--- What is expected ---
Copy each line of the entries beneath that contains the word "jacket".

Source records:

....

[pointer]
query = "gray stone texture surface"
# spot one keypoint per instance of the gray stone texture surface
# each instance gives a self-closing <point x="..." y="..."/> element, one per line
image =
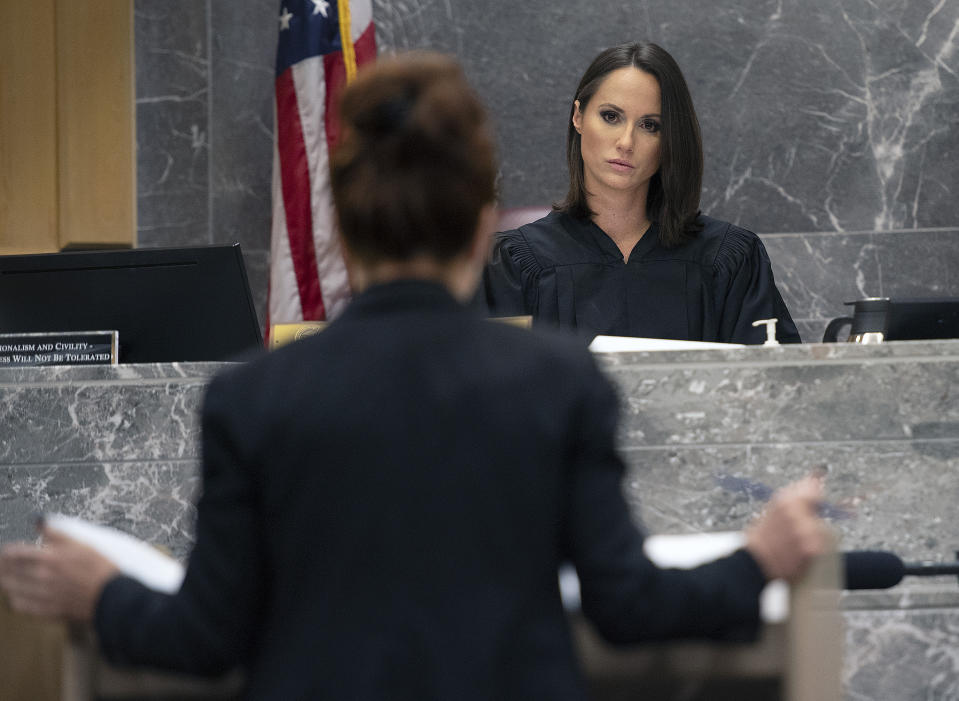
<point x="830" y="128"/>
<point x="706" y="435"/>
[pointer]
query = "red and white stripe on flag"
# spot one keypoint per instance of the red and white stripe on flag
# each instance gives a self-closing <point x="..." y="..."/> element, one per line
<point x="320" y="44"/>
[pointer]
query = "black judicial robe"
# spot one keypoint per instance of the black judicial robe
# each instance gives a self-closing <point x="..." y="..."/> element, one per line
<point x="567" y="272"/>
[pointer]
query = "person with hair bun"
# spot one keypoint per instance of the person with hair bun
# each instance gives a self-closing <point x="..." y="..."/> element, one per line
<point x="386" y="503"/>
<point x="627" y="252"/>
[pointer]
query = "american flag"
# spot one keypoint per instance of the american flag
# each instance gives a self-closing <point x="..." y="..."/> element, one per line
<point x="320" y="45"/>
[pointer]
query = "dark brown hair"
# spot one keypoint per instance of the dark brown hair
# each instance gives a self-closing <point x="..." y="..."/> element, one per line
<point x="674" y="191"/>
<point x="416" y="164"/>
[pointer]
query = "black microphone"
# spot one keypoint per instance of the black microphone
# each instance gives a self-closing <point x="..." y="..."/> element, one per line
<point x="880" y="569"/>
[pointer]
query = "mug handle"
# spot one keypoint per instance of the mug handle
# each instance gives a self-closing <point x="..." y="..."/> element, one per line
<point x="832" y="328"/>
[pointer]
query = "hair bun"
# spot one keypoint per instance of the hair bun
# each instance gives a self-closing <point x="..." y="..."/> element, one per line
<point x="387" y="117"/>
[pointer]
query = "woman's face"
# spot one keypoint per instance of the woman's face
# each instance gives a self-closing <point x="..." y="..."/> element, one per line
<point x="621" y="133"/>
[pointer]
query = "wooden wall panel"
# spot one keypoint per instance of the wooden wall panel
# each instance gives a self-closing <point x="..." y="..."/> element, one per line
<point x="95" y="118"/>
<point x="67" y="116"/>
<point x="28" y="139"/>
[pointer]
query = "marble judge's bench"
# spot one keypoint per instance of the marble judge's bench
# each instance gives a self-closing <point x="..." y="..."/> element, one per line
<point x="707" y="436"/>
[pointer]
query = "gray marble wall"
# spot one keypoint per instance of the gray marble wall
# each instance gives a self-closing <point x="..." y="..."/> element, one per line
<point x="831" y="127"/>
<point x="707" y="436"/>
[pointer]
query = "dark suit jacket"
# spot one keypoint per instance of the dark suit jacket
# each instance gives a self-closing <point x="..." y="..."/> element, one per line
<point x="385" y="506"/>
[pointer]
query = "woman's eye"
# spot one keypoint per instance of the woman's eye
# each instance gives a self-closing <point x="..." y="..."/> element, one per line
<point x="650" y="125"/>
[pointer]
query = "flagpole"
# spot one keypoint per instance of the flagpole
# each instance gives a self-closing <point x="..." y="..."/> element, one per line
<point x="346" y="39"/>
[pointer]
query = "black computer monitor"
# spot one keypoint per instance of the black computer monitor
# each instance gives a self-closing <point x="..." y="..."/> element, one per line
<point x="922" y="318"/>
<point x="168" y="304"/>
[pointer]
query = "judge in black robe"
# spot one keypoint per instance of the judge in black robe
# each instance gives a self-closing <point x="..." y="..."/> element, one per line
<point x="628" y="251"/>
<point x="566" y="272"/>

....

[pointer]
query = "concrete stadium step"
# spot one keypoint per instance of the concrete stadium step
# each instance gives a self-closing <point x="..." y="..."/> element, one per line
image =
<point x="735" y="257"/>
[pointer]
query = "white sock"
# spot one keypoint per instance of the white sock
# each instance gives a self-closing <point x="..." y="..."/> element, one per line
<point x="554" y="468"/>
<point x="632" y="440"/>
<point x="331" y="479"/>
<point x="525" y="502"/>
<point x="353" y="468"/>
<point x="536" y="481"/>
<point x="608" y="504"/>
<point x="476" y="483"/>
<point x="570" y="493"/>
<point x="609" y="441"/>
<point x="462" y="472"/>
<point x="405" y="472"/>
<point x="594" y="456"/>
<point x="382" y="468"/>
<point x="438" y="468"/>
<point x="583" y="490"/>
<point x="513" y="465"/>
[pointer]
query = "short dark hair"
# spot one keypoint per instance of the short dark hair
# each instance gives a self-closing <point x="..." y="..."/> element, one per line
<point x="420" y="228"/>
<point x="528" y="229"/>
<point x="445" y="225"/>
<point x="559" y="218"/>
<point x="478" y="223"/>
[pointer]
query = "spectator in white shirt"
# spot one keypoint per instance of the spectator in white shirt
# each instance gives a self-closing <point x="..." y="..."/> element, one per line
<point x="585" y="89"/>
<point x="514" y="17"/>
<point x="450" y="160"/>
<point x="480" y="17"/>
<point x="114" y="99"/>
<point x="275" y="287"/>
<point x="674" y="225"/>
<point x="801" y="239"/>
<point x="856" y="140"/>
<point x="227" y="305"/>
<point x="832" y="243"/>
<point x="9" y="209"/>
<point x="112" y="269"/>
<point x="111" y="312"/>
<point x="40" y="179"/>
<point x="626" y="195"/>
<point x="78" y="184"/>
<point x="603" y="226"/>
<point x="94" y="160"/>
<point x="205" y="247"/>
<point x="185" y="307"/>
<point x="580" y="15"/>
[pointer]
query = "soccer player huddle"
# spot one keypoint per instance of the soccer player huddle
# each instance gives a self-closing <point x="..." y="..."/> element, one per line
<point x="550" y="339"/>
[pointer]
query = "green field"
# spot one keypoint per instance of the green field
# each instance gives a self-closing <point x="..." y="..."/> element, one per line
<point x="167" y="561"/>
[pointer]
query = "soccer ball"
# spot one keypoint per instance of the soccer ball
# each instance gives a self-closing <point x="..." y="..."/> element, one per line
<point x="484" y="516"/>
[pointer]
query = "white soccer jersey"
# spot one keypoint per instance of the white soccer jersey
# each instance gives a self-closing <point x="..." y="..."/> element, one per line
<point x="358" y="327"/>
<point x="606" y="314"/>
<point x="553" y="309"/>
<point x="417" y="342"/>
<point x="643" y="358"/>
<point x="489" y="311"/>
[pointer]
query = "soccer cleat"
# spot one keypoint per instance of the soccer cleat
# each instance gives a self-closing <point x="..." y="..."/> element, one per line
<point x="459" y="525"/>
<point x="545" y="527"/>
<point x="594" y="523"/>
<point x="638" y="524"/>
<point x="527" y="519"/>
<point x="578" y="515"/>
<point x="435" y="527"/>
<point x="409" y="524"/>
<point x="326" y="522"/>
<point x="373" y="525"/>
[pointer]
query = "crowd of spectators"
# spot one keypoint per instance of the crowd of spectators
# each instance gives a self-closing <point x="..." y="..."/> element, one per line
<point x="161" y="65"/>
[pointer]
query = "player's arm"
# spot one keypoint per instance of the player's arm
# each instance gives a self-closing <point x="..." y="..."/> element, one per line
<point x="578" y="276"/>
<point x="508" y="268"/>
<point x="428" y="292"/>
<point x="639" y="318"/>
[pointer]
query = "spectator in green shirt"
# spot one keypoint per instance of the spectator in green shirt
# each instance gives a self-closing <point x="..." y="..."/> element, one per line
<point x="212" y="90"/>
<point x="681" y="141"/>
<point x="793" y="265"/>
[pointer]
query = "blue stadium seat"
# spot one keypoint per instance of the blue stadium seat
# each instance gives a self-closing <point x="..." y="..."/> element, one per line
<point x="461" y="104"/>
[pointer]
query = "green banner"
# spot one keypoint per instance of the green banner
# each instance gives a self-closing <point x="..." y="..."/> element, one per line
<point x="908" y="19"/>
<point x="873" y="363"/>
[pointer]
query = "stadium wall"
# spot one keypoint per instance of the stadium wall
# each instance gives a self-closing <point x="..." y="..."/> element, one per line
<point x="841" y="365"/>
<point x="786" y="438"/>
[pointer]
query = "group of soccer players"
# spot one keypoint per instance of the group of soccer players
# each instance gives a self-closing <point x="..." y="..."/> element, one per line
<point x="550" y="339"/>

....

--- Result of the task ---
query = "dark suit jacket"
# spot one keypoint per instance of the dark suit jacket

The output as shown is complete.